+++ DATA SHOWN +++

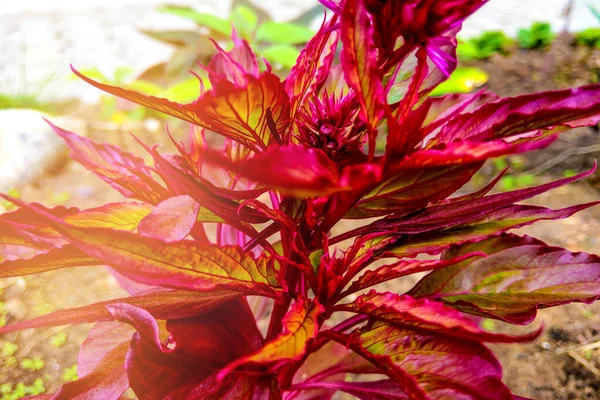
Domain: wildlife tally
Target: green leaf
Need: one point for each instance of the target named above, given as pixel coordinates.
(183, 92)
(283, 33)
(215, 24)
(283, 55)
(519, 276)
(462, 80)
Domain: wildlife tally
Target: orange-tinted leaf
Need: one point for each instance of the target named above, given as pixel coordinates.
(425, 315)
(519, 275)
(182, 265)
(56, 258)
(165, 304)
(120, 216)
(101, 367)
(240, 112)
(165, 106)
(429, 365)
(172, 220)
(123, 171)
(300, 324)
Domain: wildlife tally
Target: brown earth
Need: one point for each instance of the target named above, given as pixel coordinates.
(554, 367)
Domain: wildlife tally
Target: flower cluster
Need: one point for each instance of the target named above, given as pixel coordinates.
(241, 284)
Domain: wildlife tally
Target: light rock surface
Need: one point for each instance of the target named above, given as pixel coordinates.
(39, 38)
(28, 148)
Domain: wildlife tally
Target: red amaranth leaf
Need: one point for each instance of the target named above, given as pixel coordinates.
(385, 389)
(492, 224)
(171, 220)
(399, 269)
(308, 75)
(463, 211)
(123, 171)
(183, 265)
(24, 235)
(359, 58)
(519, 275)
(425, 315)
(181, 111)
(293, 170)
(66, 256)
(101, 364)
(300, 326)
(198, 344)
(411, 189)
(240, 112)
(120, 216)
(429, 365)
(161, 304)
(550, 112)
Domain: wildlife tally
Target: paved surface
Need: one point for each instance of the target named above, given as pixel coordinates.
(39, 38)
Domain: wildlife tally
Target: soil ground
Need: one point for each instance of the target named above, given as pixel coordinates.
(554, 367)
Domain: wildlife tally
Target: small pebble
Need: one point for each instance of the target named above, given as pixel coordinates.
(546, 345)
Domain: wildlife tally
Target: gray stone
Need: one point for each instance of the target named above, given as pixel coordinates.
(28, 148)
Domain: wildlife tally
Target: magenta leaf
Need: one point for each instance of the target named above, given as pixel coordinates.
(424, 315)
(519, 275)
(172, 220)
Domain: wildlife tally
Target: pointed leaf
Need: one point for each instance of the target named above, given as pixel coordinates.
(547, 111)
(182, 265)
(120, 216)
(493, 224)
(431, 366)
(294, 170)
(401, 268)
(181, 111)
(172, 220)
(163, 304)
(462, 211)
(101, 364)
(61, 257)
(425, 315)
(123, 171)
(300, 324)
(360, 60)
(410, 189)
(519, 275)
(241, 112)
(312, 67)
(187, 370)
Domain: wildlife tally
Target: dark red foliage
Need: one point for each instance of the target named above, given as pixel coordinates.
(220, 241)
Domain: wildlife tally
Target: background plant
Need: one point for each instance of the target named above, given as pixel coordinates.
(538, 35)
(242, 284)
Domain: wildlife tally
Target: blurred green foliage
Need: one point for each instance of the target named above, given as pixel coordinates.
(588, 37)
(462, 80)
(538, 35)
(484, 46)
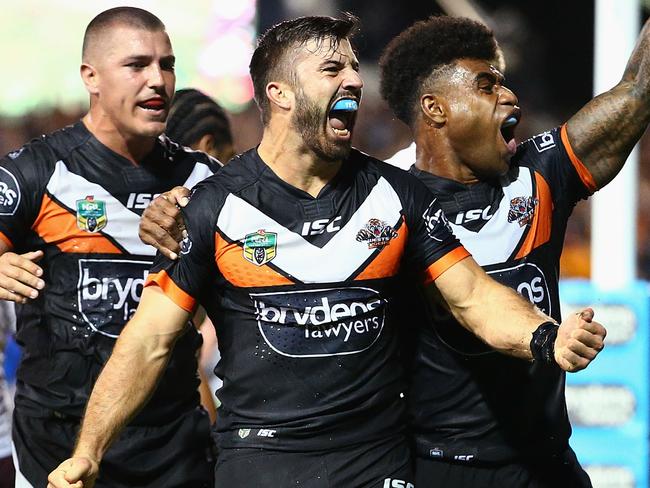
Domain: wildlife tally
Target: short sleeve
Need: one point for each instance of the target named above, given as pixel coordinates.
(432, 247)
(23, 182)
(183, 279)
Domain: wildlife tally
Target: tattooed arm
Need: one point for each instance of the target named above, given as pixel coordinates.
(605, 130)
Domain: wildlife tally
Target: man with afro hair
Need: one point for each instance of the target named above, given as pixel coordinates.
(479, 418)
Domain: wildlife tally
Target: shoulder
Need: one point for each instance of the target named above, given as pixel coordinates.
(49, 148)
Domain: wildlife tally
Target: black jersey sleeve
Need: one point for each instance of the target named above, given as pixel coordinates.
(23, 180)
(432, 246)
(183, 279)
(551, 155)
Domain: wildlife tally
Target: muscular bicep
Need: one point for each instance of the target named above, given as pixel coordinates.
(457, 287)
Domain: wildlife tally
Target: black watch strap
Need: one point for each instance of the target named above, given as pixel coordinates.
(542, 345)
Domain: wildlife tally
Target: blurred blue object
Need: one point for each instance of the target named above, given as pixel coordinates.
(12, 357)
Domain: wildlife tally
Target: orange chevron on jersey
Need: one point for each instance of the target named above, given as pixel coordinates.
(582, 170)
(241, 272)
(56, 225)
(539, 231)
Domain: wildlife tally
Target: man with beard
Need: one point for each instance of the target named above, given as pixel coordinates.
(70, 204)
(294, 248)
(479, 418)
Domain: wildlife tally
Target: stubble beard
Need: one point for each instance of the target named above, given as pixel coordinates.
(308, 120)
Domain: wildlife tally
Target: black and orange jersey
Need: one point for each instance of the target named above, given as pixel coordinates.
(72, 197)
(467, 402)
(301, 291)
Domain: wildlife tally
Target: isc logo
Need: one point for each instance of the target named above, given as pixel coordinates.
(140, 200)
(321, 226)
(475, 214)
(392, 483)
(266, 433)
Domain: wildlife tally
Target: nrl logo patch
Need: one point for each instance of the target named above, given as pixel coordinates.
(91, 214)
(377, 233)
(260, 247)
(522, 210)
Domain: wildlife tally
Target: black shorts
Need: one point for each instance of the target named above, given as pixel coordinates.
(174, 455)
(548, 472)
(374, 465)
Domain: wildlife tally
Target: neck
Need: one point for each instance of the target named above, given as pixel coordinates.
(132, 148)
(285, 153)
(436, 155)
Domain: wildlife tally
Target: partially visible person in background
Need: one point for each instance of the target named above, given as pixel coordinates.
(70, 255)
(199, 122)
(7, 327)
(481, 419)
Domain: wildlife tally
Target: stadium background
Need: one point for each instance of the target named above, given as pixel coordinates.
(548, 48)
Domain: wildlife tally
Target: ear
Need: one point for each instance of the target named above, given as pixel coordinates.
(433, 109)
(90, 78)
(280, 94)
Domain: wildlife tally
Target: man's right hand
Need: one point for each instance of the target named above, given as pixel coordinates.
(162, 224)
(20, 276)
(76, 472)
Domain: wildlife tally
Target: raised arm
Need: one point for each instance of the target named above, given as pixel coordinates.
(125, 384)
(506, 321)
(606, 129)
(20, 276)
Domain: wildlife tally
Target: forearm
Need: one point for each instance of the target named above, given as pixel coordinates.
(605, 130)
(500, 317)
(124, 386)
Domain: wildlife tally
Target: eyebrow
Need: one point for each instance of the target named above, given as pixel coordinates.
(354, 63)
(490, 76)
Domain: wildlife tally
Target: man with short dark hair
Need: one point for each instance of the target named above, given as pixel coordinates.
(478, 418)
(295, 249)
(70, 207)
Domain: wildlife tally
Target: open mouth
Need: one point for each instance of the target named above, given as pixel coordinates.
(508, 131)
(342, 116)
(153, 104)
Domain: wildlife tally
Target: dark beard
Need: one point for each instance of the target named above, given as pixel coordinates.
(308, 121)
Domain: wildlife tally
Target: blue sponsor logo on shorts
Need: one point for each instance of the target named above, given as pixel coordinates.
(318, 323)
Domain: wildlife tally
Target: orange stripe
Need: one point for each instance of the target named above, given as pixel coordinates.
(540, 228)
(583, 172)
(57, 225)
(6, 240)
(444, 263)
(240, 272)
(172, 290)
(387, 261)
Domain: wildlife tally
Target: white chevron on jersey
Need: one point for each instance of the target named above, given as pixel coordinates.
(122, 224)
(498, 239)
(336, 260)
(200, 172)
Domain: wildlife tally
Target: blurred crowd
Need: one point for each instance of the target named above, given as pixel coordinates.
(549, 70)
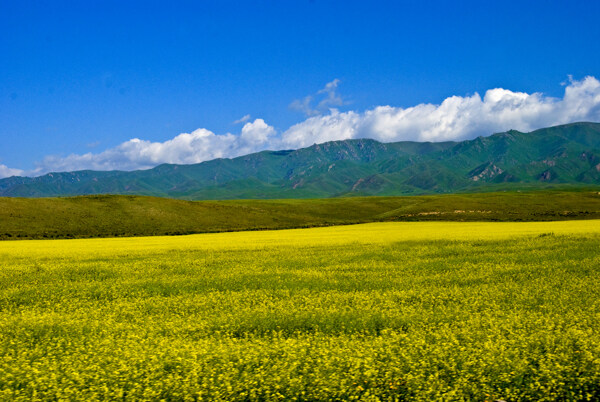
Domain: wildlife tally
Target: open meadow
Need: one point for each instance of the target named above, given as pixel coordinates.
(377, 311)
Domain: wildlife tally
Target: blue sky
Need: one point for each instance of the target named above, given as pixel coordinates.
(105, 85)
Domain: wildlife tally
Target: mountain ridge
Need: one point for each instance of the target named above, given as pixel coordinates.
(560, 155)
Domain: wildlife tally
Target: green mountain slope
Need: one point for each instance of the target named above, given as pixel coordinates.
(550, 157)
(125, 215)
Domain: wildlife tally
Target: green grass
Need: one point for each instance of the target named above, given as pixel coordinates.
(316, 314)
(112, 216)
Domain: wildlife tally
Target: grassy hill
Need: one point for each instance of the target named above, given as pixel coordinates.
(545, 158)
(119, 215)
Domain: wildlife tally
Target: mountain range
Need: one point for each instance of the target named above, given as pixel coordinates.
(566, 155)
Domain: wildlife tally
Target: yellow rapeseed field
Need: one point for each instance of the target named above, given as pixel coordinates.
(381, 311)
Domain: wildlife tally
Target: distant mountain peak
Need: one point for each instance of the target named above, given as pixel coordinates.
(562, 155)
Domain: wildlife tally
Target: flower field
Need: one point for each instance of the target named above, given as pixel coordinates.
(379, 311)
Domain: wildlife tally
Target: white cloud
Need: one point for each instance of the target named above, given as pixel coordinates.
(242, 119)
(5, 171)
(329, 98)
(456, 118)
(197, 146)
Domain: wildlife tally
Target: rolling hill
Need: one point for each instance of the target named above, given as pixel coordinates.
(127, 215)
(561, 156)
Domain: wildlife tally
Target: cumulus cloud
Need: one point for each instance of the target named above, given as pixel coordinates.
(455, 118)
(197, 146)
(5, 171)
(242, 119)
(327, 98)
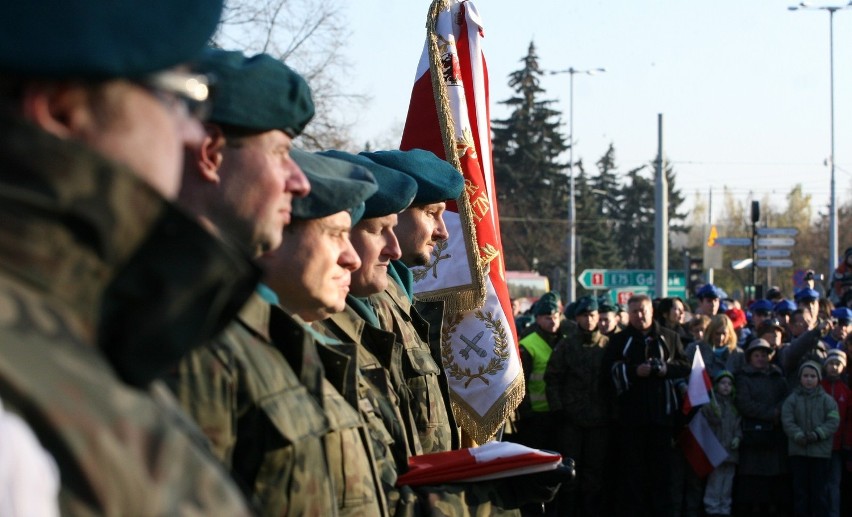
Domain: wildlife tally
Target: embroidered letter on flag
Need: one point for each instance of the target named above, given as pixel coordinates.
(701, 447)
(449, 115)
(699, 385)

+++

EXERCISE TASK
Pull out every line of the records that contains the word "leaf" and copy each one.

PROBLEM SOLUTION
Target: green leaf
Target: orange-tinted leaf
Target: red amaranth leaf
Target: magenta leaf
Target: pointed leaf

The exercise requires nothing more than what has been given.